Halaman>
Para pembaca yang di muliakan oleh Allah ta’ala, Rasulullah shallallahu ‘alaihi wa sallam
telah meninggalkan kita di atas tuntunan yang jelas, tuntunan yang
terang berderang, di atas petunjuk yang sempurna. Hal ini telah di
tegaskan oleh Allah ta’ala dalam firman-Nya:
اَلْيَوْمَ أَكْمَلْتُ لَكُمْ دِينَكُمْ وَأَتْمَمْتُ عَلَيْكُمْ نِعْمَتِي وَرَضِيتُ لَكُمُ الإسْلامَ دِينًا
“Pada hari ini telah Kusempurnakan
untuk kamu agamamu, dan telah Aku cukupkan kepadamu nikmat-Ku, dan telah
Aku ridai Islam itu Jadi agama bagimu.” (QS. al-Maidah: 3)
Ayat yang mulia ini menunjukkan
kesempurnaan syariat dan bahwasanya syariat ini telah mencukupi segala
keperluan yang dibutuhkan oleh makhluk.
Al-Hafizh Ibnu Katsir berkata dalam
tafsirnya, “Ayat ini menunjukkan nikmat Allah yang paling besar, yaitu
ketika Allah menyempurnakan agama bagi manusia sehingga mereka tidak
lagi membutuhkan agama selain islam, tidak membutuhkan seorang nabi pun
selain nabi kita Muhammad shallallahu ‘alaihi wa sallam. Karena itulah Allah ta’ala mengutus beliau sebagai nabi penutup para nabi dan mengutus beliau kepada manusia dan jin. Tidak
ada sesuatu yang halal melainkan yang Allah halalkan, tidak ada sesuatu
yang haram melainkan yang Allah haramkan dan tidak ada agama kecuali
perkara yang di syariatkan-Nya.” (Tafsir Ibnu Katsir, dinukil dari ‘Ilmu Usul Bida’, Syaikh Ali bin Hasan Al-Halabi, 17)
Begitu pula Nabi kita shallallahu ‘alaihi wa sallam bersabda:
تَرَكْتُكُمْ عَلَى الْبَيْضَاءِ لَيْلُهَا كَنَهَارِهَا لَا يَزِيغُ عَنْهَا بَعْدِي إِلَّا هَالِكٌ
“Aku tinggalkan kalian dalam suatu
keadaan terang-benderang, siangnya seperti malamnya. Tidak ada yang
berpaling dari keadaan tersebut kecuali ia pasti celaka.” (HR. Ahmad)

Bahan Tersedia>
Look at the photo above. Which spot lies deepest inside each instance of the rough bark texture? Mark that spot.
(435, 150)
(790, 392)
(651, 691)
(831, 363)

Perintah 1> Menurut halaman tentang kesempurnaan syariat, kepada siapa Allah ta’ala mengutus Nabi Muhammad?
Perintah 2> Salin dengan tepat bagian halaman tentang kesempurnaan syariat di atas, antara "Al-Hafizh Ibnu Katsir" dan "Hasan Al-Halabi, 17)", termasuk keduanya.

Hasil Latihan 1> Kepada manusia dan jin.

Hasil Latihan 2>
Al-Hafizh Ibnu Katsir berkata dalam
tafsirnya, “Ayat ini menunjukkan nikmat Allah yang paling besar, yaitu
ketika Allah menyempurnakan agama bagi manusia sehingga mereka tidak
lagi membutuhkan agama selain islam, tidak membutuhkan seorang nabi pun
selain nabi kita Muhammad shallallahu ‘alaihi wa sallam. Karena itulah Allah ta’ala mengutus beliau sebagai nabi penutup para nabi dan mengutus beliau kepada manusia dan jin. Tidak
ada sesuatu yang halal melainkan yang Allah halalkan, tidak ada sesuatu
yang haram melainkan yang Allah haramkan dan tidak ada agama kecuali
perkara yang di syariatkan-Nya.” (Tafsir Ibnu Katsir, dinukil dari ‘Ilmu Usul Bida’, Syaikh Ali bin Hasan Al-Halabi, 17)